**EXTRAIT DE PAGE**
== == ==
Une affiche n’a jamais fait une campagne, à de très rares exceptions près. En France, on se souvient de la photo de François Mitterrand avec son slogan « La force tranquille » – bel oxymore – qui accompagna le candidat socialiste vers la victoire en 1981. Celle aussi de Valéry Giscard d’Estaing, en 1974, qui posait avec sa fille Jacinthe sous son simple nom de famille.

En Turquie, les affiches politiques ont également ponctué, à leurs manières, la vie électorale et ses soubresauts depuis la fin de la seconde guerre mondiale et l’introduction du multipartisme. Même si les panneaux géants au bord des routes ont été quasi monopolisés ces dernières années par l’omniprésident Recep Tayyip Erdogan dans une mise en scène le plus souvent identique (portrait en plan buste avec une phrase plutôt virile du type « Une grande Turquie veut un leader fort »), le pays a, lui aussi, connu quelques coups d’éclat dans l’imagerie politique.

En 1950, la campagne du Parti démocrate (PD), qui l’emporte aux législatives contre l’ex-parti unique, le Parti républicain du peuple (CHP), la formation créée par le père fondateur de la République, Mustafa Kemal Atatürk, est à ce titre exemplaire. L’affiche, d’une simplicité épurée à l’extrême, montre une main levée à côté de l’injonction : « Ça suffit ! La parole est au peuple ! » Pour une première alternance électorale, l’effet fut garanti.

Près de quatre décennies plus tard, la photo d’une main enserrant cette fois-ci un agrume et accolée au slogan en forme de question, « Avez-vous la force d’être pressé cinq ans de plus comme un citron ? », marquera également les esprits. La métaphore contre la vie chère ne permettra pas au Parti populaire social-démocrate (SHP, opposition) de remporter les élections, mais elle participera à doubler son score dans les urnes, passant de 12 % à 24 % des suffrages. L’agrume pressé sera réutilisé à plusieurs reprises, notamment en 2015 par Kemal Kiliçdaroglu, le président du CHP et candidat alors aux élections législatives.

Mise en abyme

Le leader de la formation kémaliste a aujourd’hui remisé le citron, mais il revient avec une affiche d’une force et d’une audace politique inusitées, qui pourrait bien, elle aussi, faire date. Et pas seulement au niveau de l’image. Candidat à la présidentielle du 14 mai d’une large coalition d’opposition, allant de l’extrême droite au centre gauche, Kemal Kiliçdaroglu, connu plutôt pour son manque de charisme, a choisi de cibler le pouvoir en place par une impressionnante galerie de portraits et de symboles. Lire le portrait : Article réservé à nos abonnés Turquie : Kemal Kiliçdaroglu, opiniâtre opposant à Erdogan

Il y a là sa photo au premier plan, sourire large et regard bienveillant, un salut de la main aussi, le petit pin’s du drapeau turc au revers de sa veste impeccable et un slogan plutôt simple et efficace : « Je suis Kemal, j’arrive. » Mais l’essentiel est ailleurs. En arrière-plan, on distingue sur fond bleu une vingtaine de photos alignées, une sorte de collage façon patchwork de la Turquie en crise d’aujourd’hui. Une mise en abyme sous forme de réquisitoire illustré, inventorié façon Prévert, des plaies et des maux des années Erdogan.
== == ==
**DONNÉES BRUTES**
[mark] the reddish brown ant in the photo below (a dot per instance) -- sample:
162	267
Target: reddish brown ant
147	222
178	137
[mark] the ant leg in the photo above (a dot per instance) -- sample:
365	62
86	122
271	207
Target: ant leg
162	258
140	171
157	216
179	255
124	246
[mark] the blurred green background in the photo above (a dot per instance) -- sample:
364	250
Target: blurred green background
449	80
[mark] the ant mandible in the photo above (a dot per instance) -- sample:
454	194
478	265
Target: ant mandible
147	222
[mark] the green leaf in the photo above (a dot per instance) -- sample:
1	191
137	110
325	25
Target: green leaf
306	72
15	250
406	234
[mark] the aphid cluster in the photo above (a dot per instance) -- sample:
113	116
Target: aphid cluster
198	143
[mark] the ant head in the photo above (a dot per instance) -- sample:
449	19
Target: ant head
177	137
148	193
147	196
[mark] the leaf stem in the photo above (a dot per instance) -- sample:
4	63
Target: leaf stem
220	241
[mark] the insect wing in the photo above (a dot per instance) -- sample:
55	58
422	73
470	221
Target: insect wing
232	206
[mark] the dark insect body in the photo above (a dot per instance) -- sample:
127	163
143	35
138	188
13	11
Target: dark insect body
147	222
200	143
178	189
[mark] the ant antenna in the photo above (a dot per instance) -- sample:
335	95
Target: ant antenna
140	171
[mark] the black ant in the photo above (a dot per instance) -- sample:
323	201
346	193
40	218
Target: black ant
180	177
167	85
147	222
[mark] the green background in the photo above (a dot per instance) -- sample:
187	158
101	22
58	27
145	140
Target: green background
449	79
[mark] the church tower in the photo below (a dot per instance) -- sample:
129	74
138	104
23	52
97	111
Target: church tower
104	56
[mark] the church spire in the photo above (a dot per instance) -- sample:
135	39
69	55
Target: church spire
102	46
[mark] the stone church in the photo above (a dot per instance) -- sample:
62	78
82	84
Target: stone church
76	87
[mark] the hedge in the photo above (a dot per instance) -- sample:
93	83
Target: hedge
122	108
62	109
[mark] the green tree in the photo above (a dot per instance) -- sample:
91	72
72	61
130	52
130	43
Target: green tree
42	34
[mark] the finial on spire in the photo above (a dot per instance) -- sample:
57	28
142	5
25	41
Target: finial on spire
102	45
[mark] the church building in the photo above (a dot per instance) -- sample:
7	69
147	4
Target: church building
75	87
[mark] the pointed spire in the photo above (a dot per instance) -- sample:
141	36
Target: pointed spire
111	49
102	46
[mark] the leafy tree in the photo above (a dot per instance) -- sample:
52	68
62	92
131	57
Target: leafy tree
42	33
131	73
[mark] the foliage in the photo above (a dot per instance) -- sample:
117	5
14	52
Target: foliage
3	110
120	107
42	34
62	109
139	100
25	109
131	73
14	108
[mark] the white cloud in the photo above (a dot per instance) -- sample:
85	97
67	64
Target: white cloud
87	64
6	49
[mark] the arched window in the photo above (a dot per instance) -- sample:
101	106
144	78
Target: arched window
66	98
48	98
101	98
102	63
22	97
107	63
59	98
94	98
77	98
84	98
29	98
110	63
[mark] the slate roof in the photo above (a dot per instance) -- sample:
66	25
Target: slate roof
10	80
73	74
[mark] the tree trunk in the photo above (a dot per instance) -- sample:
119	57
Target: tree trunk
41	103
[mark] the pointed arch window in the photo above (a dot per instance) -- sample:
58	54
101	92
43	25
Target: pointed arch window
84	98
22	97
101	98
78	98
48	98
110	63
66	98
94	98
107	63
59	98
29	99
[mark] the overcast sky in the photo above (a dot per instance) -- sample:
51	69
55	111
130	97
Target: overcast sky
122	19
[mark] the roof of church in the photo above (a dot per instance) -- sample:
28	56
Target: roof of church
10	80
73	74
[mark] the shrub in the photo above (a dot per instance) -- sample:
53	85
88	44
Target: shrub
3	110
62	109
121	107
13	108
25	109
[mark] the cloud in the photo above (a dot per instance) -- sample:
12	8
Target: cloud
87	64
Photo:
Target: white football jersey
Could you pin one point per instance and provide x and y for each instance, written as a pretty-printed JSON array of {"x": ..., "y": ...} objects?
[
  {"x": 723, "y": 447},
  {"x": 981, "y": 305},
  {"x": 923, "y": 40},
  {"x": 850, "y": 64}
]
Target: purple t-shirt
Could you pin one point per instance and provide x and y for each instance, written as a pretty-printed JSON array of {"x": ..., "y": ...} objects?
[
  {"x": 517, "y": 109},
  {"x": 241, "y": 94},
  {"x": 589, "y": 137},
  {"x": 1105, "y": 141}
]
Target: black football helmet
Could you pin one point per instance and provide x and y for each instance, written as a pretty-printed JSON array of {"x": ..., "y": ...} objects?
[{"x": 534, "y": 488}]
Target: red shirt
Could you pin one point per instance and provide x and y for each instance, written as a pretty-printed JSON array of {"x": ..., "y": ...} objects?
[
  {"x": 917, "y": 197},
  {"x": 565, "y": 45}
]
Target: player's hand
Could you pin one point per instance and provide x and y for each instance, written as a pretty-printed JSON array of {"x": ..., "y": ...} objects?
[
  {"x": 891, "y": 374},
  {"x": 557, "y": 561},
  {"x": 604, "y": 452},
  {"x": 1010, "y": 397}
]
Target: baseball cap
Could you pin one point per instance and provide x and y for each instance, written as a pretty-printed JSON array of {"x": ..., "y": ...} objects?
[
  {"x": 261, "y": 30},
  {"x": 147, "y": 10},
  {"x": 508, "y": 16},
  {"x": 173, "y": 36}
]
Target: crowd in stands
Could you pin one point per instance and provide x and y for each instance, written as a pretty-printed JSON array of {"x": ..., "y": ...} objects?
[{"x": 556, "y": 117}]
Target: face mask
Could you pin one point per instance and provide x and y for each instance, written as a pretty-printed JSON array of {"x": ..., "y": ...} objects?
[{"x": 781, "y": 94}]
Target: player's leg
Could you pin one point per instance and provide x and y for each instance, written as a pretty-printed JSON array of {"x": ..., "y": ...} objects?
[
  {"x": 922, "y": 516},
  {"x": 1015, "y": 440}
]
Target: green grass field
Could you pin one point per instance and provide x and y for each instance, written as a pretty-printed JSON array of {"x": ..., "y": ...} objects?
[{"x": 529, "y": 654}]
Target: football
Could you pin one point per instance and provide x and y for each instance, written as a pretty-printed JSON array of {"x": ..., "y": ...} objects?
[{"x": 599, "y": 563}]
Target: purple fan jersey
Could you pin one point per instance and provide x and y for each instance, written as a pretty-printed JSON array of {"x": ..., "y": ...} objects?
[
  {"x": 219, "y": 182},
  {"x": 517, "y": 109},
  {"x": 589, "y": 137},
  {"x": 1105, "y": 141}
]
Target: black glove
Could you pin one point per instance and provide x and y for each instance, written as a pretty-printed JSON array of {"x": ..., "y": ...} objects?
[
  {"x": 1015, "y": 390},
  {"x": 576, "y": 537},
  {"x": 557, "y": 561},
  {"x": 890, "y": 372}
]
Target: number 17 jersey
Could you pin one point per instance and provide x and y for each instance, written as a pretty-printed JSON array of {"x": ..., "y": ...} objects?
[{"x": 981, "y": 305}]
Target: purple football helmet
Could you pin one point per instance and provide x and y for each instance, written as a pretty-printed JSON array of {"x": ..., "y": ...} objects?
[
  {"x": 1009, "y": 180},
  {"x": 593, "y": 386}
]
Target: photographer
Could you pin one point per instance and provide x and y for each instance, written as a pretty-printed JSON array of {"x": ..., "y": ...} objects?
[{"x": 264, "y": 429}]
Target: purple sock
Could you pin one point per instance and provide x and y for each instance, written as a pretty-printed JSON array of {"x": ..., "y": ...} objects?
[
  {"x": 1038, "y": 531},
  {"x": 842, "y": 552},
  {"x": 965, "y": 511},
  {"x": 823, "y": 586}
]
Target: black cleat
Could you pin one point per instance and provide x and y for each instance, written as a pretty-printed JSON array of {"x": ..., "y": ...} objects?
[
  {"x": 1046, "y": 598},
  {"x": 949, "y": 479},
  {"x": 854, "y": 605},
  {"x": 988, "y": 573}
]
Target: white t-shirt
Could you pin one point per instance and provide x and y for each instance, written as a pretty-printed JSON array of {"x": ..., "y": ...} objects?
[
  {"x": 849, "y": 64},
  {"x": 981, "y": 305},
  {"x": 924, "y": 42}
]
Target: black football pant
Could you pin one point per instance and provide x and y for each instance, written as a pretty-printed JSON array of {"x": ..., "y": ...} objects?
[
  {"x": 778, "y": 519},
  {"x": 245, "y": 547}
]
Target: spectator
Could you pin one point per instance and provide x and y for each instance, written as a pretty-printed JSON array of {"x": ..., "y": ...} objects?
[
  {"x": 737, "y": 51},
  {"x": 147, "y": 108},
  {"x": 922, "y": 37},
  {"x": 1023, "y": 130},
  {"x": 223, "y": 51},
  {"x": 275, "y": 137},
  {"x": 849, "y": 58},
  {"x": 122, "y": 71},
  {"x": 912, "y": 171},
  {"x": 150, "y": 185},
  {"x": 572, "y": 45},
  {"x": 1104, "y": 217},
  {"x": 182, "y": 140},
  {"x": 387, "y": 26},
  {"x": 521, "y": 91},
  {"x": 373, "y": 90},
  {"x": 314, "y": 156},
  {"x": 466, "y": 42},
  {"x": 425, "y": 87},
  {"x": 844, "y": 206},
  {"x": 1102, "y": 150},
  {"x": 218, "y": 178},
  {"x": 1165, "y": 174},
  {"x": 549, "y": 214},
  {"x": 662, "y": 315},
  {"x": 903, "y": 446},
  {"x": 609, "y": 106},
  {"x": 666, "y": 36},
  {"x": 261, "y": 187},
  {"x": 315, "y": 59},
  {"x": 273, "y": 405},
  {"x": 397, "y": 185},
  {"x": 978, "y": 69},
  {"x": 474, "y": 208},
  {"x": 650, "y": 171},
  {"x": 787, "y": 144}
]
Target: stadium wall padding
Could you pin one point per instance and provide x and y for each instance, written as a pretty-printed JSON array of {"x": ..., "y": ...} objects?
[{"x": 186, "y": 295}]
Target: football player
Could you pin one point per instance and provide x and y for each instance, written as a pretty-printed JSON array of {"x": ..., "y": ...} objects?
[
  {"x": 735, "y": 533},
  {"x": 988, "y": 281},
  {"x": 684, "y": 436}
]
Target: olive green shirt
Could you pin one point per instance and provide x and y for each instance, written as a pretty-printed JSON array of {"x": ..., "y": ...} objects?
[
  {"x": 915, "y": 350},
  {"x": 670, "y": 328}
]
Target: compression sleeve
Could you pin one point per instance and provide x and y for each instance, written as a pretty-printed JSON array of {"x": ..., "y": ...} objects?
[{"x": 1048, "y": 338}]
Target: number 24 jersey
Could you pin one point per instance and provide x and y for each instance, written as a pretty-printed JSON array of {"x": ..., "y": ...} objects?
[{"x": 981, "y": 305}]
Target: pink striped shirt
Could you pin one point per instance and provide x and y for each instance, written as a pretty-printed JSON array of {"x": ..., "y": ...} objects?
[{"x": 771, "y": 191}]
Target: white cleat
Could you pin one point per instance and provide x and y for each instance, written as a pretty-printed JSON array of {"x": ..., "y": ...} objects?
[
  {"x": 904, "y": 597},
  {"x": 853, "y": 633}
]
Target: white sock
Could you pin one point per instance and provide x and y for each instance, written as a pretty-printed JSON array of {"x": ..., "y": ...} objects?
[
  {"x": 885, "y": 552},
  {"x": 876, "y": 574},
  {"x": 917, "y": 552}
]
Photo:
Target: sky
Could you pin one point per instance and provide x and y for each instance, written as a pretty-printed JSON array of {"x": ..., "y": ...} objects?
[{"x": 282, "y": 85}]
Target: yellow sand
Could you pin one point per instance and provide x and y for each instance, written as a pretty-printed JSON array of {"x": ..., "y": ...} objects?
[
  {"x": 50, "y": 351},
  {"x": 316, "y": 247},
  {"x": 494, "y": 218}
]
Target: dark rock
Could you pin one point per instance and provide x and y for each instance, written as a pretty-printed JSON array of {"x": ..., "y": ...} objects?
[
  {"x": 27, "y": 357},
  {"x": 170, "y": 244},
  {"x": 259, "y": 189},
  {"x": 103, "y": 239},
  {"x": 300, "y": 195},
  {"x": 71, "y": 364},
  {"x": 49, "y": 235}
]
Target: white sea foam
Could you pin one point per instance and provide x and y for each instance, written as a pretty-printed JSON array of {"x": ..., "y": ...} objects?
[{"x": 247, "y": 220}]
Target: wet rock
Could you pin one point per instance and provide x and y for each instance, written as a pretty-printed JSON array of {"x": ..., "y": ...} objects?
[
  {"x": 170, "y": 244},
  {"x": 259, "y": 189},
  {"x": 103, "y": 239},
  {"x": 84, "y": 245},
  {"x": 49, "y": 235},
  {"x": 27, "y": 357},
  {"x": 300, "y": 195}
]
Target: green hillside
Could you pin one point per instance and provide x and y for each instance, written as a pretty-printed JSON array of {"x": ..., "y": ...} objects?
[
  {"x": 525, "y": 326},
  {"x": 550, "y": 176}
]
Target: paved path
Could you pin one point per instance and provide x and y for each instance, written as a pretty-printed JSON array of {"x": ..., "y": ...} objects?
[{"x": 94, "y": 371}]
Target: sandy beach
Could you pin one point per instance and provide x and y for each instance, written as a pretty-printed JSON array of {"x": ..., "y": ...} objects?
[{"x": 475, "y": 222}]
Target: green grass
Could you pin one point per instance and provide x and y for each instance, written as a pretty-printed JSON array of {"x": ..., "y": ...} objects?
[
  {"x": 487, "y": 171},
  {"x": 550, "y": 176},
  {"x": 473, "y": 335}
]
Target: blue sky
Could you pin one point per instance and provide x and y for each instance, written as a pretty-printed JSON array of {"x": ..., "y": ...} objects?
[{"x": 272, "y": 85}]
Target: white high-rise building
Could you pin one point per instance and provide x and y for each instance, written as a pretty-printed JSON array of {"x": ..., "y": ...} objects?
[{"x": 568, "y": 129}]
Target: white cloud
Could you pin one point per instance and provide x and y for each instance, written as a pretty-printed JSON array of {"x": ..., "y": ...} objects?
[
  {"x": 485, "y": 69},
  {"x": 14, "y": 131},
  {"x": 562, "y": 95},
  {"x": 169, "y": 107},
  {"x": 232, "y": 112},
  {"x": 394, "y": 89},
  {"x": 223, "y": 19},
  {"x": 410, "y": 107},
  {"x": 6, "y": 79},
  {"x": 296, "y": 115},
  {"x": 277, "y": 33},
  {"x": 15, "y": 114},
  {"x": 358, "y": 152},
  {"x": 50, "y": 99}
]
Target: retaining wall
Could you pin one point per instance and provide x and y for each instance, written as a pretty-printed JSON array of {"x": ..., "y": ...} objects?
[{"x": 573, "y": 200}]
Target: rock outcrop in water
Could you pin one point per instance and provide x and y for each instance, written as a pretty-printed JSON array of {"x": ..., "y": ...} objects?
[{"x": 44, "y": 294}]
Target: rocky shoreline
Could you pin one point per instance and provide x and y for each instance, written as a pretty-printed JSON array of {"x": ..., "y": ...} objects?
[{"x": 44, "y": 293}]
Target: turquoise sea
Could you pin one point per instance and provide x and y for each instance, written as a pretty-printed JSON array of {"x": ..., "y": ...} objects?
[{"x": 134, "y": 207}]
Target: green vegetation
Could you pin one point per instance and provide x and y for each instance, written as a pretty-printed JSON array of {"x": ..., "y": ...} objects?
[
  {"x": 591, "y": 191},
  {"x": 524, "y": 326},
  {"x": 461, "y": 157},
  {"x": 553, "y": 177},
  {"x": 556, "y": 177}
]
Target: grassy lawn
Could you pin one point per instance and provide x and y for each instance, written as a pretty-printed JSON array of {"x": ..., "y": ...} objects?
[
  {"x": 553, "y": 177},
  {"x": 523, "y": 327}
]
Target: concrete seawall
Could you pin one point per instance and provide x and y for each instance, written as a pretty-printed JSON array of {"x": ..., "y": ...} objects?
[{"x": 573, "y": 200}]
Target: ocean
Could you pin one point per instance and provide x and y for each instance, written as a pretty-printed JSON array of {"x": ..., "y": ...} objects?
== == ==
**À FAIRE**
#1 D'après l'extrait sur les affiches politiques, quelle injonction figure à côté de la main levée sur l'affiche du Parti démocrate en 1950 ?
#2 Recopiez fidèlement, dans l'extrait sur les affiches politiques, le passage allant de « Une affiche n’a » à « nom de famille. ».
#3 Donnez la liste complète des partis politiques turcs nommés dans l'extrait sur les affiches politiques, chacun avec son sigle.

**RÉPONSES PAR TÂCHE**
#1 « Ça suffit ! La parole est au peuple ! »

#2
Une affiche n’a jamais fait une campagne, à de très rares exceptions près. En France, on se souvient de la photo de François Mitterrand avec son slogan « La force tranquille » – bel oxymore – qui accompagna le candidat socialiste vers la victoire en 1981. Celle aussi de Valéry Giscard d’Estaing, en 1974, qui posait avec sa fille Jacinthe sous son simple nom de famille.

#3 Parti démocrate (PD), Parti républicain du peuple (CHP), Parti populaire social-démocrate (SHP)